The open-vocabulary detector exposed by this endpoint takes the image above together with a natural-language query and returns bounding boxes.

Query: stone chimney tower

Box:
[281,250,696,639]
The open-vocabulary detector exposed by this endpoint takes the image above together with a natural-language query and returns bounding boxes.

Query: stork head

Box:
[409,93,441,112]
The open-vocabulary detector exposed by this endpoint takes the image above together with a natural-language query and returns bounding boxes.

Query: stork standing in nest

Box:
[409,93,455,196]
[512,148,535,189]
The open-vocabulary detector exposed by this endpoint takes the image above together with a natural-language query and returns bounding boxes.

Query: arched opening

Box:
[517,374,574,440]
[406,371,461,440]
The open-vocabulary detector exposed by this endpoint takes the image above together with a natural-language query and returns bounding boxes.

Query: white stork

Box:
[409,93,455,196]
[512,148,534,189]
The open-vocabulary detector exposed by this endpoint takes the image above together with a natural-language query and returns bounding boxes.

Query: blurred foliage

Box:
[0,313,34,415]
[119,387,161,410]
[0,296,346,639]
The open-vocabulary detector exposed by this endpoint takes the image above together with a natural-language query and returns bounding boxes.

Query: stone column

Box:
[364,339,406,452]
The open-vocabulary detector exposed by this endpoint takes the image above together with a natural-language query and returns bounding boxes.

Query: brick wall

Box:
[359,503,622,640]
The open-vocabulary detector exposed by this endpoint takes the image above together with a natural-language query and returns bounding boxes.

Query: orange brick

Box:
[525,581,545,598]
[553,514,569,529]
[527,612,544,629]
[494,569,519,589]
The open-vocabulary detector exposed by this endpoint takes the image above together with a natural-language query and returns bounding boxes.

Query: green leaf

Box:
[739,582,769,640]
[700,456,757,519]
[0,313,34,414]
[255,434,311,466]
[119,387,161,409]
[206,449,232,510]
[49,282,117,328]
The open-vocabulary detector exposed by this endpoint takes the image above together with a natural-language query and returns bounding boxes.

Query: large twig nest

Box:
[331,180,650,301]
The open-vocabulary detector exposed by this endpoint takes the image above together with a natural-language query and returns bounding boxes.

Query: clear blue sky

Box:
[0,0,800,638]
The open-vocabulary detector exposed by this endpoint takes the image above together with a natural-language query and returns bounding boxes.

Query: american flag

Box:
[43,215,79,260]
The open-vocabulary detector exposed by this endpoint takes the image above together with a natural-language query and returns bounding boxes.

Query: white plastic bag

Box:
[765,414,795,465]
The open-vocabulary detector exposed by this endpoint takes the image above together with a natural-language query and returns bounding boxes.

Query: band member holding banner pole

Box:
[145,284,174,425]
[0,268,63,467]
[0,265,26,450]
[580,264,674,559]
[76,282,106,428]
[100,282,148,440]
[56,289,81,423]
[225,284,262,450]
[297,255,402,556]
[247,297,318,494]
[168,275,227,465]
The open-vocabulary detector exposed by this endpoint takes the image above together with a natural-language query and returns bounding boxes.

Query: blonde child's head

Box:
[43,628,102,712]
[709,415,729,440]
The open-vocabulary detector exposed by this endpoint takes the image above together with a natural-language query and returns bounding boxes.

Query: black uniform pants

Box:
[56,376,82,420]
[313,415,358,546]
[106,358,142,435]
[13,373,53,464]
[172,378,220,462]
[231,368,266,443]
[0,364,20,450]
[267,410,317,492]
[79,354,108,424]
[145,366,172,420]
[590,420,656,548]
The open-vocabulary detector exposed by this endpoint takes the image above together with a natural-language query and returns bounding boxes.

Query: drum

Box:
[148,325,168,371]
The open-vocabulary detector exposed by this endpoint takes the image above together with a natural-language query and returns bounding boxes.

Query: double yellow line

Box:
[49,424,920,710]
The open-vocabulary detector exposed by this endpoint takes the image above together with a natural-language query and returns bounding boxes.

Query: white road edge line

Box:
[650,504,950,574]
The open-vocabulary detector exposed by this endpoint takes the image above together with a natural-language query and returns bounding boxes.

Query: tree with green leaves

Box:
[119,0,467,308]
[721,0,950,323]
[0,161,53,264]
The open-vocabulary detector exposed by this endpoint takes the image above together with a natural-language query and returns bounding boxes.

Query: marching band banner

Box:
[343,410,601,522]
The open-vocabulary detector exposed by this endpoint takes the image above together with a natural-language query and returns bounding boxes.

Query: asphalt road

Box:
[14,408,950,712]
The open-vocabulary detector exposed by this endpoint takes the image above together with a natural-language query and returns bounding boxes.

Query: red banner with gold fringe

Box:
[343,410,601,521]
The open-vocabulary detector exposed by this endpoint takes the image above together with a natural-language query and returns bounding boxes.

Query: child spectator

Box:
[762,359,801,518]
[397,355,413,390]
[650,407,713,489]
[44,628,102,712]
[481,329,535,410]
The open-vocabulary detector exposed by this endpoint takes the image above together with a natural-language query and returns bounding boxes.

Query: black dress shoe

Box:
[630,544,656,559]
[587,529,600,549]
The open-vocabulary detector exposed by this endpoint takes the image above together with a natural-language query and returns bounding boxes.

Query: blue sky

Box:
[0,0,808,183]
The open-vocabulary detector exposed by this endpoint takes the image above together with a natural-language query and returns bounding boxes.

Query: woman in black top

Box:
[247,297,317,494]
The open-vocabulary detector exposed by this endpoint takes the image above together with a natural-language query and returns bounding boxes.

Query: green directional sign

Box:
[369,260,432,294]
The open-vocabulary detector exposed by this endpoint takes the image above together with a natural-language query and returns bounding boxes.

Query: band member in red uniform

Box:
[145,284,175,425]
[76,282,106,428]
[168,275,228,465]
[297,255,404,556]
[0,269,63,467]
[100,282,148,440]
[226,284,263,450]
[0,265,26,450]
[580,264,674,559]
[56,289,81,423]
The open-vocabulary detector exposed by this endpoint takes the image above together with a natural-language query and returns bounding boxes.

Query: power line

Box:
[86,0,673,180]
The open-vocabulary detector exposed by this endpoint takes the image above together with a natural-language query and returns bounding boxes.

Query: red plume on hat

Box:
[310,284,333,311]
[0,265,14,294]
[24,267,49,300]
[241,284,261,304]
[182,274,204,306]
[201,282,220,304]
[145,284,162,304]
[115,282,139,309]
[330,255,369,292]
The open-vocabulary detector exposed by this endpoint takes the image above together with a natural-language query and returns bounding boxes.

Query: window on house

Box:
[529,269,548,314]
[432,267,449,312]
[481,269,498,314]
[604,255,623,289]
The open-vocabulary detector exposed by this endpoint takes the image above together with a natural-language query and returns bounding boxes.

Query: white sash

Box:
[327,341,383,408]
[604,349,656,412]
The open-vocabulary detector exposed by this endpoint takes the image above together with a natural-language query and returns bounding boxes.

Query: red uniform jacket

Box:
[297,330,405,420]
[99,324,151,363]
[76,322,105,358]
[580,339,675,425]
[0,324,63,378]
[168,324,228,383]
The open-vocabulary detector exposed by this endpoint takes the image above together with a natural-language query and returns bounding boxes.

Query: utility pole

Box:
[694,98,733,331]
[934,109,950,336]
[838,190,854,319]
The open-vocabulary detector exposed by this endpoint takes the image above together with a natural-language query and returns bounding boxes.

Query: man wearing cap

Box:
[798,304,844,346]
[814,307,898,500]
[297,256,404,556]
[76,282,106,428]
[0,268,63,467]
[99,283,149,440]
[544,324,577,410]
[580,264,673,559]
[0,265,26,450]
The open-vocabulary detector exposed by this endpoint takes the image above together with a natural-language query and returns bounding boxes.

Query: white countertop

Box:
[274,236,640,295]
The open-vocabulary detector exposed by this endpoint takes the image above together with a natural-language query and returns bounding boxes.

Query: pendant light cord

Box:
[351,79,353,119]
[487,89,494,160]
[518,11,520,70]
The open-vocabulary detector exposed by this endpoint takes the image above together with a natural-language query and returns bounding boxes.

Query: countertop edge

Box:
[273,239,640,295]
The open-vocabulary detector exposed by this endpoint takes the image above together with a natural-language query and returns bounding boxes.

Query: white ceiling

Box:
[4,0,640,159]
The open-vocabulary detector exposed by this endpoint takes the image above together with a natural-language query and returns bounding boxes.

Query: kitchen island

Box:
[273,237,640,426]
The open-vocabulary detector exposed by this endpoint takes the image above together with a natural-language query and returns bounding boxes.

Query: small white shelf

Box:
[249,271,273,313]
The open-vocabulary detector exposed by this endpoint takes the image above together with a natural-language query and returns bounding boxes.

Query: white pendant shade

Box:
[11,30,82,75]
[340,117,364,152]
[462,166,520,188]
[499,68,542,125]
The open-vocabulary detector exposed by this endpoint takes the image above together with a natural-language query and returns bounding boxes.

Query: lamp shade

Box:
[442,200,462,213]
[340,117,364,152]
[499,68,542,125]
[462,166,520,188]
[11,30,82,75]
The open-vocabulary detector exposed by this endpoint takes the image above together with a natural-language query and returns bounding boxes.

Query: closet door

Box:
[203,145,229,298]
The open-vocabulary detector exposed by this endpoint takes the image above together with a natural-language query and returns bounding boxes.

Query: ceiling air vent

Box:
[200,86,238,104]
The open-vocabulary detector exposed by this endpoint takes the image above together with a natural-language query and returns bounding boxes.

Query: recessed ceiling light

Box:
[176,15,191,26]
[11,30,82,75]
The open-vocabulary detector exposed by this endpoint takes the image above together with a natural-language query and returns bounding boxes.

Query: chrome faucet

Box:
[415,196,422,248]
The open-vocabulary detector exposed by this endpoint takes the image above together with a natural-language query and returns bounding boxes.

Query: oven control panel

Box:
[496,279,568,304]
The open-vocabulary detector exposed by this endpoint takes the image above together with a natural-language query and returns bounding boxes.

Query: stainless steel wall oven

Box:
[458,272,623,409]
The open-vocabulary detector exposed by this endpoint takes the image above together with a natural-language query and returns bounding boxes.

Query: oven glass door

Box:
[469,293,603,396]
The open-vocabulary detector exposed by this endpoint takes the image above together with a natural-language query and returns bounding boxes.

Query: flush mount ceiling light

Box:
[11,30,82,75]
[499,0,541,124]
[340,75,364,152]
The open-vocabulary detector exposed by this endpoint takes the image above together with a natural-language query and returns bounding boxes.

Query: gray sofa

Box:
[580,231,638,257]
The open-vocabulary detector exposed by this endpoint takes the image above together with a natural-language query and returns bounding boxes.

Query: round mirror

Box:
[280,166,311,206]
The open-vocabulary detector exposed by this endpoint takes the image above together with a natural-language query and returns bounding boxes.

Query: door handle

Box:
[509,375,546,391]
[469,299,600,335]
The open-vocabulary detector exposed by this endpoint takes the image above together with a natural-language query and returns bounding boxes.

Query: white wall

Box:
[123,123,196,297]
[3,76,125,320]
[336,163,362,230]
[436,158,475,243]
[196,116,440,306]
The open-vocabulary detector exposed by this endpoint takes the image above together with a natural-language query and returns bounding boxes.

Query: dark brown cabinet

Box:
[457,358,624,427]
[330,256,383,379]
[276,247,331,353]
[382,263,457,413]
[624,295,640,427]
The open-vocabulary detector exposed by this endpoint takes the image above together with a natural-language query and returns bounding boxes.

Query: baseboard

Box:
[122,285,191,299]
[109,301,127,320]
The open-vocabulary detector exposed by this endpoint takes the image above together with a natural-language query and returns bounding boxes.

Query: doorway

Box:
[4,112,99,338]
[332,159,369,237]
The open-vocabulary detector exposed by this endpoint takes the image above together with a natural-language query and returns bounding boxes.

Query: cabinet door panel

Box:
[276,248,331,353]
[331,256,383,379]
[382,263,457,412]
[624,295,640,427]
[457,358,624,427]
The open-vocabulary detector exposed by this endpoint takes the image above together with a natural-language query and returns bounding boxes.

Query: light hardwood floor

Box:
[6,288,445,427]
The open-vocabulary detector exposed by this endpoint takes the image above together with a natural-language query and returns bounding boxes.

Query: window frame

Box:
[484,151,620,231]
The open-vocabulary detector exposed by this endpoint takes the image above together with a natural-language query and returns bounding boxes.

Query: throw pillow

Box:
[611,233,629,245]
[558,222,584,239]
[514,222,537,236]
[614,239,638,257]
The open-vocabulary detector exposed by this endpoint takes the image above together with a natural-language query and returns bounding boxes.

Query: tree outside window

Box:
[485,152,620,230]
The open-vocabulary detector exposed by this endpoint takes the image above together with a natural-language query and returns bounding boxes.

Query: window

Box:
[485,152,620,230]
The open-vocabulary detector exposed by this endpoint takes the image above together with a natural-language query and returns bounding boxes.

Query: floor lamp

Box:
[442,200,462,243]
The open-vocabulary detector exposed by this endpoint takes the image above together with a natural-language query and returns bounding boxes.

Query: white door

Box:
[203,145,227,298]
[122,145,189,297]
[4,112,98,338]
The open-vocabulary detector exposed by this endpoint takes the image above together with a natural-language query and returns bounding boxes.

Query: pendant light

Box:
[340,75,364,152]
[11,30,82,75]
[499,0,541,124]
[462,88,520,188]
+++++
-- Goal --
Count the lines in the material above that contain the word "green" and give only that number.

-- Final result --
3